▶ [Your instructions]
Extend the text about Twitter's dwindling heavy tweeters, picking up after its final sentence.

▶ [Text]
Twitter is struggling to hold the attention of its most committed users, a report claims. Since the start of the COVID pandemic, Twitter's "heavy tweeters" have been dwindling and using the network less regularly.

Ninety percent of all tweets are produced by these individuals, who make up about 10% of Twitter's monthly users and tweet three to four times per week on average. They also account for half of the social media company's global revenue.

Internal Twitter research indicates that the reality is much more widespread than the few instances of celebrities ghosting their own accounts. The fact that Twitter is having trouble retaining its most active users, who are crucial to the company, highlights the difficulty facing Tesla's CEO as he works to finalize his $44 billion acquisition purchase. The most active English-speaking Twitter users' interests have changed over the past two years, according to the study, which may make the site less appealing to marketers.

The survey revealed that among English-speaking heavy users, interest in cryptocurrency and "not safe for work" (NSFW) content, which includes nudity and pornography, is expanding at the fastest rate. At the same time, those consumers' interest in news, sports, and entertainment is dwindling. Tweets about those subjects are the most appealing to advertisers, contributing to Twitter's reputation as the world's "digital town square," as Musk famously put it.

▶ [Supplied entries]

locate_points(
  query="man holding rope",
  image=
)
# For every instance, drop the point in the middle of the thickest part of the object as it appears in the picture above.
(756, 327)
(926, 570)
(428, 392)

▶ [Response area]
Twitter declined to disclose the percentage of tweets that are in English or the revenue generated by English-speaking users. However, other observers assert that demography is crucial to Twitter's operations. According to the platform's investor letter, the United States accounted for more of the platform's ad revenue in the fourth quarter than all other markets combined. The majority of ads in the United States are probably directed at English-speaking users, according to Insider Intelligence analyst Jasmine Enberg.

According to the accounts they followed, Twitter's study looked at how many users were frequent heavy tweeters in English and how that number had changed over the previous two years.

In order to better understand the reduction in the company's most active users, Twitter was driven to look into "disturbing" user trends that may have been concealed by the overall rise in daily active users. The survey drew no particular conclusions regarding the reasons for the platform's diminishing heavy users.

Asked to comment on the internal documents' findings, a Twitter spokesperson said on Monday: "We regularly conduct research on a wide variety of trends, which evolve based on what's happening in the world. Our overall audience has continued to grow, reaching 238 million mDAU in Q2 2022," the spokesperson said.